**INSTRUCTION**
Rewrite the entries from the line containing "For every instance of the chimney, record" through the end of the entries, requests included. Multiply every answer coordinate by 1.6 and round to whole numbers, with halves rounding up, but leave the coordinates in the requests and their format samples unchanged.

(Some entries)

____

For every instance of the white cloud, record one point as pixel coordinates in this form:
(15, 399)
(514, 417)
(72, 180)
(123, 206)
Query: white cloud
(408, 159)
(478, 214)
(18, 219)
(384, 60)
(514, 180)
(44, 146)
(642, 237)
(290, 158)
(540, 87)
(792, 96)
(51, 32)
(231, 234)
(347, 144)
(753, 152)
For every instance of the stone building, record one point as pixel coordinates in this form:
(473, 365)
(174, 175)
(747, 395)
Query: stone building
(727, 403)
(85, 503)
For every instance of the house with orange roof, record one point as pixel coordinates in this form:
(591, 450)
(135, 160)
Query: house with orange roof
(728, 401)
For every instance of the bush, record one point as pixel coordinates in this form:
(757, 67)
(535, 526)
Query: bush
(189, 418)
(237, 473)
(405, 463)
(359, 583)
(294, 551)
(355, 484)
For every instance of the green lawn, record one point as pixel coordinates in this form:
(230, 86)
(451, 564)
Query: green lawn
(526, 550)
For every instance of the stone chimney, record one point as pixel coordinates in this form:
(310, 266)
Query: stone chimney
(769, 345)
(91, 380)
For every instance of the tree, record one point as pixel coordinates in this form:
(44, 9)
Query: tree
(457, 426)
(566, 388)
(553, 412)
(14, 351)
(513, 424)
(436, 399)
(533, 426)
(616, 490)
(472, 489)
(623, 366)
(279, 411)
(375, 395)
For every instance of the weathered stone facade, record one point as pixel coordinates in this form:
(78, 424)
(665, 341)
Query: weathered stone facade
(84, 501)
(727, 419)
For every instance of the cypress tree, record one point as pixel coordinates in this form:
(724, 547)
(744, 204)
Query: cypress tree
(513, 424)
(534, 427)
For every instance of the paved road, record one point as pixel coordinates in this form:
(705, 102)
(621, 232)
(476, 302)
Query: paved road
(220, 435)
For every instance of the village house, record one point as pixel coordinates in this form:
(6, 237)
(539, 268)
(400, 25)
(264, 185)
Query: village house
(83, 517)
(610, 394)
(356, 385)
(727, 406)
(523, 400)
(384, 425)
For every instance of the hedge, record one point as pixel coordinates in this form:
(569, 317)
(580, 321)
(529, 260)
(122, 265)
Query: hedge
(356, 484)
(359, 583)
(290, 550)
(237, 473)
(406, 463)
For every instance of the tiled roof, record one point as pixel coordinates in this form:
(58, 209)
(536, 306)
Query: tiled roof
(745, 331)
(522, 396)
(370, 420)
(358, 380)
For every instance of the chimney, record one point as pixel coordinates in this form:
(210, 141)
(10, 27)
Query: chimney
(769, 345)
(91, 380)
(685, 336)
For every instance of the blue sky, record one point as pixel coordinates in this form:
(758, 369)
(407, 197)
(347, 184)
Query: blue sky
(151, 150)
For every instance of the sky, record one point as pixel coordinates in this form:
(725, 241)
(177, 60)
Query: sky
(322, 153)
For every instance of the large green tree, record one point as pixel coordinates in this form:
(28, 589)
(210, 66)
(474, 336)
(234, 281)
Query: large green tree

____

**EXPECTED ANSWER**
For every instance of the chimney, record one point as pixel coordinates in this form:
(210, 141)
(10, 27)
Query: chimney
(1230, 552)
(146, 608)
(1096, 538)
For every instance of the blue sky, record one point as pixel coordinates in this form:
(758, 369)
(407, 197)
(347, 184)
Query: blue sky
(242, 240)
For every instance of the sky, record one point as pixel coordinates in this form:
(725, 241)
(177, 60)
Query: sky
(515, 245)
For every instance of the large green tree, record one point as pixel coordinates in this form:
(28, 589)
(210, 66)
(474, 336)
(234, 281)
Query: large green tree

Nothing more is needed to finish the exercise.